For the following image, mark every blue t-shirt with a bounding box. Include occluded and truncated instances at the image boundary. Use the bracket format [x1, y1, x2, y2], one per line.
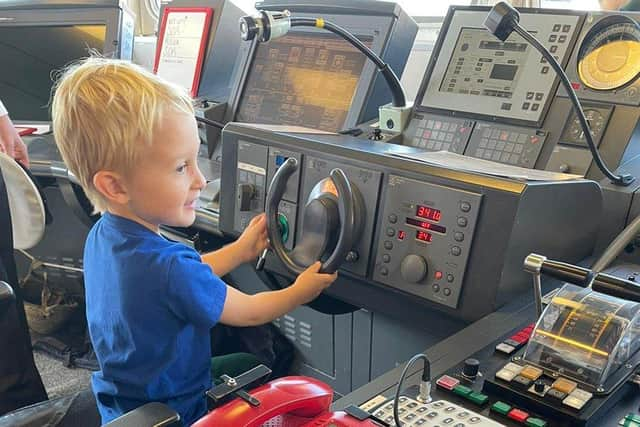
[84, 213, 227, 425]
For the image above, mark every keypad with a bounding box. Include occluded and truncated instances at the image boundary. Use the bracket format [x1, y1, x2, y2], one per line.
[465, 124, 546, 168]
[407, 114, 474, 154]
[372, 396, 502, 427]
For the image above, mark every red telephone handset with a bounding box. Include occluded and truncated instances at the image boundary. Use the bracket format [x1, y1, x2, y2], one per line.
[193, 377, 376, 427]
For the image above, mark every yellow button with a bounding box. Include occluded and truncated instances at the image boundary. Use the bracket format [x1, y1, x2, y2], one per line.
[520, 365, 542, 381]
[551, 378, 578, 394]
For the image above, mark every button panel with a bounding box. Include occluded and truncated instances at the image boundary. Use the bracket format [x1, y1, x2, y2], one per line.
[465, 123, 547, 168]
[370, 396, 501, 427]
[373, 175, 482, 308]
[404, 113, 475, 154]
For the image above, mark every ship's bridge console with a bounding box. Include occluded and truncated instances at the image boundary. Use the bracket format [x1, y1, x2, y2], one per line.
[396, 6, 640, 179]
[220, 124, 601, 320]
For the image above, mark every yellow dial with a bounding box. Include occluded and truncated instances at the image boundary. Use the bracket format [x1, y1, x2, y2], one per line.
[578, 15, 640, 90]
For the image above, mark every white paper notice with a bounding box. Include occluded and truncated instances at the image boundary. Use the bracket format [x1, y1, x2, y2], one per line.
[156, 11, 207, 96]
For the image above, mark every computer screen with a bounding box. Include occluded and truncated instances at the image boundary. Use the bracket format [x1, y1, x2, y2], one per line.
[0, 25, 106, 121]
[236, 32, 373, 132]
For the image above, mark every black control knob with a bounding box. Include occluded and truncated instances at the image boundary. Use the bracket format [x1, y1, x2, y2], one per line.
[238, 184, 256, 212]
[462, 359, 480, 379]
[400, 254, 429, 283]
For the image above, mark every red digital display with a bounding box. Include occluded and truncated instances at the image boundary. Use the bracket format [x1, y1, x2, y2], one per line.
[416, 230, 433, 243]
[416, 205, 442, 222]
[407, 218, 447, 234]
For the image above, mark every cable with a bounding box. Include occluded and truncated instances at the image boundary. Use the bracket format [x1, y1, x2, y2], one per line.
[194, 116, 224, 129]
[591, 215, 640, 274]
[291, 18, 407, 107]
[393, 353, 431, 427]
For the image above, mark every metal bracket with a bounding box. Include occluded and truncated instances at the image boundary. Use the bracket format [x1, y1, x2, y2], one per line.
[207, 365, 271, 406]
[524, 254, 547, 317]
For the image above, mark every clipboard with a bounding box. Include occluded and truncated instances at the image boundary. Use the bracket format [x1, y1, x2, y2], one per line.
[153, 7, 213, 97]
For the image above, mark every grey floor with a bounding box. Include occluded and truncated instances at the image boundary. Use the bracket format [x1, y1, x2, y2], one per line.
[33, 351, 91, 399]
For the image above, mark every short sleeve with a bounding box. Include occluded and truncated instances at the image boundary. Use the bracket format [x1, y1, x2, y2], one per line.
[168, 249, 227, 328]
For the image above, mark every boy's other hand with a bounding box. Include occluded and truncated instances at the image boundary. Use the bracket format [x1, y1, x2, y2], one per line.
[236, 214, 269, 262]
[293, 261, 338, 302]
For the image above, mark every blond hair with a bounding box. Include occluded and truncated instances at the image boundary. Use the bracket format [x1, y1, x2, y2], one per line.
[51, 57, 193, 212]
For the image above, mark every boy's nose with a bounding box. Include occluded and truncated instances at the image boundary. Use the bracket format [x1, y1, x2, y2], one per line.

...

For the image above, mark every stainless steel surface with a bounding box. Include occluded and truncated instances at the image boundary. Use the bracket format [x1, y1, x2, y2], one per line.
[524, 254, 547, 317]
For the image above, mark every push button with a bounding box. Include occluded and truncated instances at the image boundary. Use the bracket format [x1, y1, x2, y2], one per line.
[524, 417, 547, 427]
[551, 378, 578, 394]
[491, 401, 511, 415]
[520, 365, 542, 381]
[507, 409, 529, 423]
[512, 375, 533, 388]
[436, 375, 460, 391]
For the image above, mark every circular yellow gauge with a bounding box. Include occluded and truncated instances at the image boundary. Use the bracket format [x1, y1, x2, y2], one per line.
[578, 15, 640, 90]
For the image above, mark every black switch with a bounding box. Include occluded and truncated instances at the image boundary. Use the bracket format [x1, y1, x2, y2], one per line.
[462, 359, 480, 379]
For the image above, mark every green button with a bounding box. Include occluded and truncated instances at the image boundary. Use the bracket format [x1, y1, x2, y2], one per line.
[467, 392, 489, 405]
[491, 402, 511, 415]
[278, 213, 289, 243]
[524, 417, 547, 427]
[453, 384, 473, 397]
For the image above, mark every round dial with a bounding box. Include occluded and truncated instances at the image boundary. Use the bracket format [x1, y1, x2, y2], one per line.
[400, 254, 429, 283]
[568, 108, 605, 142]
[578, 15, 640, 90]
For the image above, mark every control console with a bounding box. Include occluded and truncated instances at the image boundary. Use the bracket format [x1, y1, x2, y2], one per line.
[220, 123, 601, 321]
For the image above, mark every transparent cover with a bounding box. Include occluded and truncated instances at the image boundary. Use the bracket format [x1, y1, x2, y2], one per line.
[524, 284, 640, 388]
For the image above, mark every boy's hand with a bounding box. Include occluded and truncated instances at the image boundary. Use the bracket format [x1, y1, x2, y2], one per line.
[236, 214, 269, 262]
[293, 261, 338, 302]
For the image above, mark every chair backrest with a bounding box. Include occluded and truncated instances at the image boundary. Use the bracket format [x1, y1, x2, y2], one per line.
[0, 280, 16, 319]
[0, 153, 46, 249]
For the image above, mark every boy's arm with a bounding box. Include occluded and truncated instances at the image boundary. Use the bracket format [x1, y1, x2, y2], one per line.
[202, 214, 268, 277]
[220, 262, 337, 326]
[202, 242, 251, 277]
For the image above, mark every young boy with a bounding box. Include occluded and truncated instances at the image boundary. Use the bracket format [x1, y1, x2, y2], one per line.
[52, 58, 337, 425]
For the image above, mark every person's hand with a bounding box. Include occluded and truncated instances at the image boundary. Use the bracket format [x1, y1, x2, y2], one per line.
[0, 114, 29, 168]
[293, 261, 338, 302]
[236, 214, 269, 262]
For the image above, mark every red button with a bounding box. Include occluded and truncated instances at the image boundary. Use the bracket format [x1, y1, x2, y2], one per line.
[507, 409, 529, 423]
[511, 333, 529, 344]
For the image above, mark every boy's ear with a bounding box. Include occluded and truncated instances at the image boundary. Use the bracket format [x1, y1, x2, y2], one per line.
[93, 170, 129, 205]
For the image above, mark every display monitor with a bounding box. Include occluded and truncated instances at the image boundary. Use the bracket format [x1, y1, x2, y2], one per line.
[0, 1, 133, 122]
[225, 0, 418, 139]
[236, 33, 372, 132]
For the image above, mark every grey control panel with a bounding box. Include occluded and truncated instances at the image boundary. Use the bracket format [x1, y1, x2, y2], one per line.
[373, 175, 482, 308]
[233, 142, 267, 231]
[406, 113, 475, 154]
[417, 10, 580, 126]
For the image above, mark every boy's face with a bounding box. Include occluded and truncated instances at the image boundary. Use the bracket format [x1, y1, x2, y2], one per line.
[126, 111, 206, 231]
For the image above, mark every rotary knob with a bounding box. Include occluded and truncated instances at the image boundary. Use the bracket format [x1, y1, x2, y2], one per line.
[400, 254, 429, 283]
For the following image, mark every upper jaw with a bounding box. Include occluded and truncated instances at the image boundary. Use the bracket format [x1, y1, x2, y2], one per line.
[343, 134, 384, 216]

YOUR OBJECTIVE - Put the rows starting with the line with "For the image above, mark every boy's arm" and going on through the line with "[202, 242, 251, 277]" into a two-column CSV with the columns instruction and boxes. Give one CSV line per row, with its text and its answer each in one quoted field and line breaks turned into spaces.

ANSWER TO THE PROBLEM -
instruction,boxes
"For the image above, mark every boy's arm with a bounding box. Include occluded and truncated instances at the image boundary. Use the bracket format [x1, y1, x2, y2], one per line.","[202, 214, 268, 277] [220, 262, 337, 326] [202, 242, 251, 277]"